**EXERCISE**: Repeat every record exactly as written.

**SOURCE MATERIAL**:

____________

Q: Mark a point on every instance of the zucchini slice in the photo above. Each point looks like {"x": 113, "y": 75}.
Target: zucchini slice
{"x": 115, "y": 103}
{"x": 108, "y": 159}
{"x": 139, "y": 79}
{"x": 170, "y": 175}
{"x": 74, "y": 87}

____________

**EXERCISE RESPONSE**:
Q: Mark a point on every instance of the zucchini slice in the photo above. Each point looks like {"x": 113, "y": 75}.
Target: zucchini slice
{"x": 115, "y": 103}
{"x": 108, "y": 159}
{"x": 139, "y": 79}
{"x": 170, "y": 175}
{"x": 74, "y": 87}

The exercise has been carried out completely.